EXERCISE INSTRUCTIONS | Please arrange the items below as a numbered list, omitting blank lines and the pictures.

DATA ENTRIES |
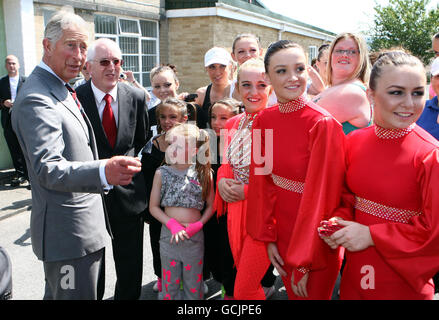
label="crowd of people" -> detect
[0,11,439,300]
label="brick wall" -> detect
[167,16,324,92]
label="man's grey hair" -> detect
[44,10,87,45]
[87,38,122,62]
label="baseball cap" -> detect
[204,47,232,67]
[430,58,439,77]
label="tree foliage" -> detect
[369,0,439,63]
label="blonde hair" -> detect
[326,32,370,86]
[236,58,265,85]
[369,50,425,90]
[232,33,261,53]
[165,123,212,200]
[155,97,188,133]
[209,98,241,118]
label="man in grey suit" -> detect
[12,11,141,299]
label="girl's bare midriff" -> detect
[165,207,201,224]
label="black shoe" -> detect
[11,177,27,187]
[11,177,20,187]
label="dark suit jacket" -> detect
[0,75,26,128]
[76,81,149,217]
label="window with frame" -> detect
[94,15,159,87]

EXERCISE RESULT |
1. label="crowd of people" -> detect
2. [0,11,439,300]
3. label="brick wall" -> detect
4. [167,16,324,92]
5. label="man's grey hair" -> detect
6. [44,10,87,45]
7. [87,38,122,62]
8. label="baseball cap" -> detect
9. [204,47,232,67]
10. [430,58,439,77]
11. label="tree foliage" -> detect
12. [369,0,439,63]
13. label="blonde hair" -> detect
14. [326,32,370,86]
15. [236,58,265,85]
16. [369,50,425,90]
17. [232,33,261,53]
18. [165,123,212,200]
19. [155,97,188,133]
20. [209,98,241,118]
21. label="man in grey suit" -> detect
22. [12,11,141,299]
23. label="girl's bare midriff" -> detect
24. [165,207,201,224]
25. label="black shoe" -> detect
26. [11,177,27,187]
27. [11,177,20,187]
28. label="dark suit jacket" -> detect
29. [0,75,26,128]
30. [76,81,149,217]
31. label="window with frame" -> detect
32. [94,15,159,87]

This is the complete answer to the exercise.